> [The task]: Copy out the entries in full and with complete accuracy; pictures are excluded.

Start

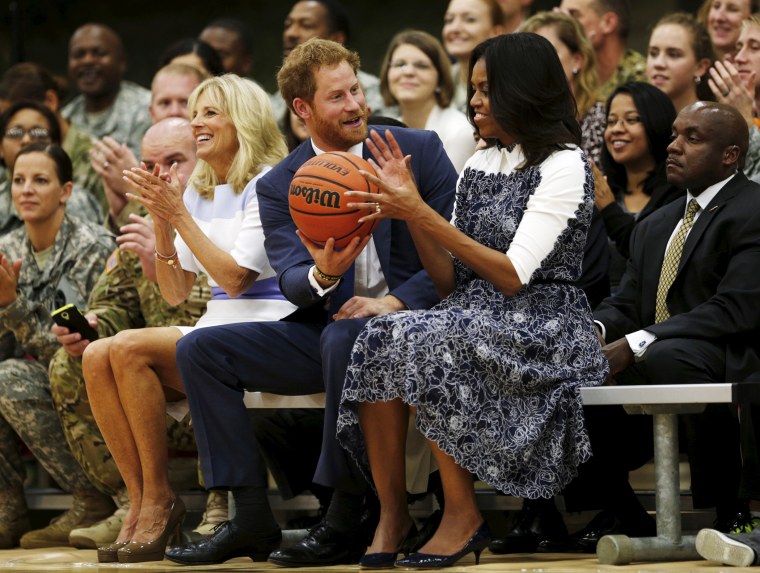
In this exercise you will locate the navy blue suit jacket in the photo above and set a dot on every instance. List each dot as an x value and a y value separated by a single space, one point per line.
716 293
407 281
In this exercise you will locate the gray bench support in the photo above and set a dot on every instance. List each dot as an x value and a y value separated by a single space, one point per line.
664 404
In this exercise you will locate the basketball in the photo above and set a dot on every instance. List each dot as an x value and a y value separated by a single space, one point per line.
317 203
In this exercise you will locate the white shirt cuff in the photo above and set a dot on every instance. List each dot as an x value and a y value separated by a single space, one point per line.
639 341
317 287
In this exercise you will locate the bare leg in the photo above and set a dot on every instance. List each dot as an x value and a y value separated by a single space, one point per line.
384 425
144 364
461 516
109 415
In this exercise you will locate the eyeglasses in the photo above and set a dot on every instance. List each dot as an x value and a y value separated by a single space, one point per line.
35 133
418 65
630 120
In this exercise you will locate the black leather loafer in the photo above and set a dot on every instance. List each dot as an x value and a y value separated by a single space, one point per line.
228 541
537 528
324 545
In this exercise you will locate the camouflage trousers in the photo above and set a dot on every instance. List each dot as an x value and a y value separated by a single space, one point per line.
82 433
27 412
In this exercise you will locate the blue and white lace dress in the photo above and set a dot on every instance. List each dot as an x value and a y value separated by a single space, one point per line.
495 379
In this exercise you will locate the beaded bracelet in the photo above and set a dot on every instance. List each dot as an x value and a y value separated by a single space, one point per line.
326 277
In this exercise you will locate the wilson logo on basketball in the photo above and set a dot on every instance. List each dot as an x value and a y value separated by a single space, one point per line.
330 199
316 198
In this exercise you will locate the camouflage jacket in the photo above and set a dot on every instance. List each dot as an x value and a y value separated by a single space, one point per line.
126 120
75 263
9 219
78 144
631 68
123 298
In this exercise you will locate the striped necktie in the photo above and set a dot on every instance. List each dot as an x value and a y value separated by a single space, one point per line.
671 261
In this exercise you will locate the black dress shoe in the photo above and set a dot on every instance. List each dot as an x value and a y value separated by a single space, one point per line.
476 544
324 545
605 523
226 542
538 528
738 523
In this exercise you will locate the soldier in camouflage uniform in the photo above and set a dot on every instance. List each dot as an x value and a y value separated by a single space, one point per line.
50 276
122 299
19 121
607 24
125 298
29 81
107 104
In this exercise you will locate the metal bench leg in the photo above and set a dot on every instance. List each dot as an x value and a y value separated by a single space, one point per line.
669 545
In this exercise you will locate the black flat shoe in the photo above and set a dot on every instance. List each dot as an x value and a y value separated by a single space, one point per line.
324 545
537 528
388 560
476 544
227 541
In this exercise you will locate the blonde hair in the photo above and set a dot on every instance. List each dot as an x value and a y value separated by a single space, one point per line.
260 142
752 20
572 35
296 76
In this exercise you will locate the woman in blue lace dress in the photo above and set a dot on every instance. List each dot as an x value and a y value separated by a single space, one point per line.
492 372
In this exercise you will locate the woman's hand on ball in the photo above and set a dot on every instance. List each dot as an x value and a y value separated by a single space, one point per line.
399 197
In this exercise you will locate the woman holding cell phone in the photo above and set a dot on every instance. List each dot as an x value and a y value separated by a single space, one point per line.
50 261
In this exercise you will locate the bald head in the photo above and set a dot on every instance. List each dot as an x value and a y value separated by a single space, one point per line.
710 144
97 64
170 141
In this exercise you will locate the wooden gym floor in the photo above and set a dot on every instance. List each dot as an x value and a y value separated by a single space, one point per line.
66 559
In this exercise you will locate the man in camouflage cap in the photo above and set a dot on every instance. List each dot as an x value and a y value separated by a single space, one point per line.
126 297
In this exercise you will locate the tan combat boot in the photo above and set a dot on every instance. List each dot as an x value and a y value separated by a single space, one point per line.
104 531
216 512
87 508
14 519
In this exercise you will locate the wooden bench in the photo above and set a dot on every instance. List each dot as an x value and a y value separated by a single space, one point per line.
664 403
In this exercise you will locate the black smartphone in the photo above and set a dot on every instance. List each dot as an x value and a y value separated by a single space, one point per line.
71 317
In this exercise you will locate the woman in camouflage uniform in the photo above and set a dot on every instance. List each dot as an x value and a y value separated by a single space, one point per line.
50 261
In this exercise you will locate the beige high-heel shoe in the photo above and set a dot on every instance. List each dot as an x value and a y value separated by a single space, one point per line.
140 551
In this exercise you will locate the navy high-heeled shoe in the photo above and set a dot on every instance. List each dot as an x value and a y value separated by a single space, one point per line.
387 560
476 544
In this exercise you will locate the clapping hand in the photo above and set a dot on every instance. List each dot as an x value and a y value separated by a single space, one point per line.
139 237
398 197
728 87
161 194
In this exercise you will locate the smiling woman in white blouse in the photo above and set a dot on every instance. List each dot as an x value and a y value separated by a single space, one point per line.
416 76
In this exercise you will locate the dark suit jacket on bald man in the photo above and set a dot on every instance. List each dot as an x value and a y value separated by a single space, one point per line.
713 332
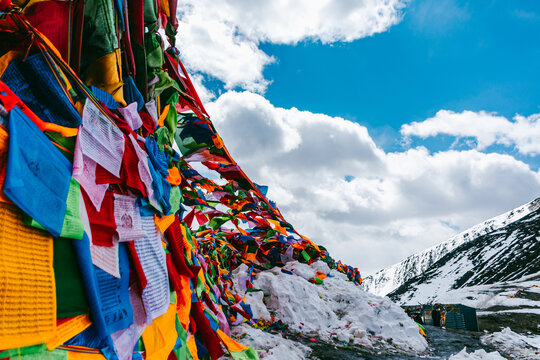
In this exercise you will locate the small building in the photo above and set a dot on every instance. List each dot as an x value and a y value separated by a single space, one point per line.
452 316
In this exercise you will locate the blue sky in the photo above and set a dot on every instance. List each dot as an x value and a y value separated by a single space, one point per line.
376 124
477 55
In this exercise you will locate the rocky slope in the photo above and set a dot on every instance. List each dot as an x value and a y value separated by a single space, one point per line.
389 279
511 253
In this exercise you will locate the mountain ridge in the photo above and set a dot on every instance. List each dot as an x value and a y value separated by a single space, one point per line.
389 279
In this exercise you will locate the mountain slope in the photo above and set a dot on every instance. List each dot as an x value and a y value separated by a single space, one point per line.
509 253
389 279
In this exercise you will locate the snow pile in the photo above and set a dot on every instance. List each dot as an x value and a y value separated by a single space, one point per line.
271 347
507 341
336 311
477 355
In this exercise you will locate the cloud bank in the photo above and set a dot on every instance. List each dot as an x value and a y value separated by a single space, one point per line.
222 38
485 128
369 207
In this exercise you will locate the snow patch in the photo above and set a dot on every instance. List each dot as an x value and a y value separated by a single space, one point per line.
477 355
337 310
271 346
519 346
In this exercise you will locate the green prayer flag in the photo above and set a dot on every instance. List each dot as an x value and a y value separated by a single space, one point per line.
70 294
73 227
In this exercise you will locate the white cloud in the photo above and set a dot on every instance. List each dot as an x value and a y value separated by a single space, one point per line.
396 204
486 128
222 38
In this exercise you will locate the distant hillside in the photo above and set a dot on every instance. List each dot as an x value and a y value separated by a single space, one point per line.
509 253
389 279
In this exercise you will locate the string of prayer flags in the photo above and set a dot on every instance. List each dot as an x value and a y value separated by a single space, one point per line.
132 250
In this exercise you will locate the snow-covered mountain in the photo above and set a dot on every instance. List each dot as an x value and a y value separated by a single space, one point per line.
510 253
387 280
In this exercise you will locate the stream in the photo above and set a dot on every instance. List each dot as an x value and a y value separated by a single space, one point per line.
442 344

End

> [Written answer]:
In this exercise you will locate the navy blue suit jacket in the photo above and set a dot on every instance. List each dot as an x value and a y value separated by a single space, one point per line.
716 293
407 281
In this exercise you will locate the gray bench support in the photo above and set a dot on every instance. List each dot as an x value and a y value separated by a single space, one point per line.
664 404
In this exercise you will locate the basketball in the photo above and set a dot on every instance. List each dot as an x value and a y value separated by a single space, one point per line.
317 203
In this exercise you will locate the white shirt cuff in the photo above and set a dot on every instance. List each dot as an x value and a y value separated by a single space, one point per line.
639 341
317 287
In this exercise you will locate the bare leg in the photo above and set a dot on every instance. List each dot as an x value and a y value separated by a single space, one point per line.
384 425
144 364
461 516
109 415
In this exercise you will locate the eyeglasses in the photo above and set a dot on every instance. List each dot as an x value and a y value separated by a single space, one point per line.
35 133
418 65
630 120
In this exercise you will locate the black leather loafer in the photo above and set a dot on every instance. List each dot as an x value and a y value separated by a single space, one point per line.
228 541
537 528
324 545
In this exercise you will locate the camouflage trousers in the photo above and set a dot on every instance. List each dot as an x value and a y value separated by a single space, one point per line.
82 433
27 412
In this exercise you will locate the blue and white lace dress in the photo above and set a dot on every instance. List each dot as an x value and a y value separated by a single space, one point per line.
495 379
In this exercise you will locate the beaded bracelet in the photo above and set a dot on every instance. List each dot as an x value and a y value separated by a single space, one point per line.
326 277
In this exercise you will locate the wilson logo on basketball in the photo above and set a dot on every instance. List each dot as an x value and a y value separated by a single space, one point per line.
330 199
316 198
In this exercise you will locate the camouflage jacket in the photo above and set a dot on every instance. List each dot as an x value and a y value separated by a single space, one point per line.
126 120
75 263
9 219
78 144
631 68
123 298
In this exercise you will locate the striped necktie in the photo above and set a dot on every instance. List each dot as an x value and a y value separated by a single space, one point per line.
671 261
In this exercise you will locate the black dress shoe in the photo above and set a dot on every instance. List each dot as an x value and a y value separated by a single space, one point per line.
476 544
324 545
605 523
226 542
538 528
738 523
In this exercise you will locate the soldier in camouflage uniform in the photo above and set a dot on every instance. List each dot as an x value and a y value separated by a single space, one point per line.
50 276
122 299
19 121
607 24
125 298
29 81
107 104
In this exercise you will locate the metal bench leg in the photo above and set a dot on every instance. List each dot as an x value and a y value separated by a single space, one point per line.
669 545
In this exercise you will locate the black flat shoe in the photo above and set a dot on every instance. List each dot as an x value and a y value separated by a single space, one point per line.
324 545
537 528
388 560
476 544
227 541
In this exercise you will locate the blonde hair in the photo above and set a dot on every instance. List each dot as an x value and a y value separated by a single space, one point per line.
260 142
752 20
572 35
296 76
In this exercise you will locate the woman in blue lace dress in the photo above and set a dot on every instance. List each dot as an x value and a y value separated by a single space, one point per line.
492 372
In this exercise you will locate the woman's hand on ball in the photo above and set a dot on every instance. List each dot as an x value and a y value separated by a single space, one point per line.
399 197
In this exercise you will locate the woman holding cell phone in the photo above and set a dot on every instance. List each dot as an x value and a y value separated by a single space, one point per line.
50 261
In this exercise you will locate the bald head in the photo above and set a dot on every instance. List each dot as an x value and a y value separated by a single space, one point per line.
710 144
97 64
170 141
In this exercise you will locate the wooden gym floor in the photo above and set a dot on every instance. List each dot as an x value and a y value separated by a single space, one point per line.
66 559
In this exercise you will locate the man in camouflage cap in the photo above and set a dot on every instance. List each dot as an x value and a y value separated by a single space, one point per line.
126 297
In this exercise you will locate the tan combat boot in the photo above and set a dot on every instance. List each dot as an x value and a y value separated by a single space, one point per line.
104 531
216 512
87 508
14 519
In this exercise you will locate the wooden bench in the photo above and set a dot on every instance. List each dot as an x value and a y value separated by a single space, one point per line.
664 403
In this exercise you will locate the black smartphone in the photo above and set a dot on every instance. List each dot as an x value and a y value separated by a single space, one point per line.
71 317
In this exercise you will locate the woman in camouflage uniform in the photo above and set a dot on every instance. List each dot as an x value and a y value separated by a single space, one point per line.
50 261
In this exercise you will locate the beige high-heel shoe in the photo above and set a dot on every instance. List each dot as an x value and a y value separated by a single space, one point per line.
140 551
In this exercise you will locate the navy high-heeled shoe in the photo above and set a dot on every instance. List each dot as an x value and a y value separated by a single space, one point per line.
387 560
476 544
In this exercise you will locate the clapping hand in the photo above and set a dot on every instance. List each dot as an x value and a y value separated by a single space, one point per line.
139 237
398 197
728 87
161 194
In this exercise you will locate the smiling woman in white blouse in the photo above and set a dot on every instance. List each dot as an x value and a y value separated by a single space, one point per line.
416 76
In this exercise you will locate the dark suit jacket on bald man in the photo above and set a dot on every instance. List each dot as an x value and a y value separated by a single space, one point per line.
713 332
In this exercise you will locate the small building in the photo above and set a dot on every instance. List each dot as an x value and a y value separated by a single space, one point per line.
452 316
In this exercise you will locate the blue sky in the photo above and set a dot on every instance. List each dot as an x value and a y value separated by a single space, one point per line.
376 124
477 55
In this exercise you will locate the rocky slope in the photo above and set a dot on every instance. List each dot as an x value and a y value separated by a single space, one point per line.
389 279
511 253
In this exercise you will locate the mountain ridge in the photo above and set a dot on every instance. List each dot as an x value and a y value separated by a single space, one point per line.
389 279
In this exercise you will locate the mountain slope in the photo above and set a dot on every instance. List each dot as an x value and a y value separated by a single space, one point per line.
509 253
389 279
In this exercise you will locate the snow pile in the photo above and set a dot on every instance. List each dot as an x value and a y value separated by a single space, one point per line.
271 347
507 341
336 311
477 355
In this exercise you will locate the cloud bank in the photo above and set a dot on every instance. List each dot as an x value and a y value separated by a single space, one point per line.
222 38
485 128
369 207
In this exercise you will locate the snow patch in the photo above and set a dot on every instance. List each dot as an x value and a y value separated by a single space, one point per line.
477 355
337 310
271 346
519 346
In this exercise you will locate the green prayer flag in the photo above and set a dot on every instance. List each dot as an x value and a y value separated by a single space, one point per line.
70 294
73 227
In this exercise you will locate the white cloud in the photo above and set a dot on every instance. List each dot as an x value and a y value separated by a single space, one point per line.
396 204
486 128
222 38
In this exercise you will locate the distant hillside in the photo above and set a dot on every instance. List each dot as an x value and a y value separated by a single space, one point per line.
509 253
389 279
In this exercise you will locate the string of prayer flags in the photo above and set a dot on every instance. List each dot as an x value and a y value separated by a single space, one point per line.
132 250
In this exercise you will locate the snow-covered mountain in the photo above and set a dot on every instance. List each dot as an x value and a y value separated by a single space, one point per line.
510 253
387 280
In this exercise you will locate the stream in the photo above and set a dot on every instance. List each dot as an x value and a y value separated by a single space, one point per line.
442 344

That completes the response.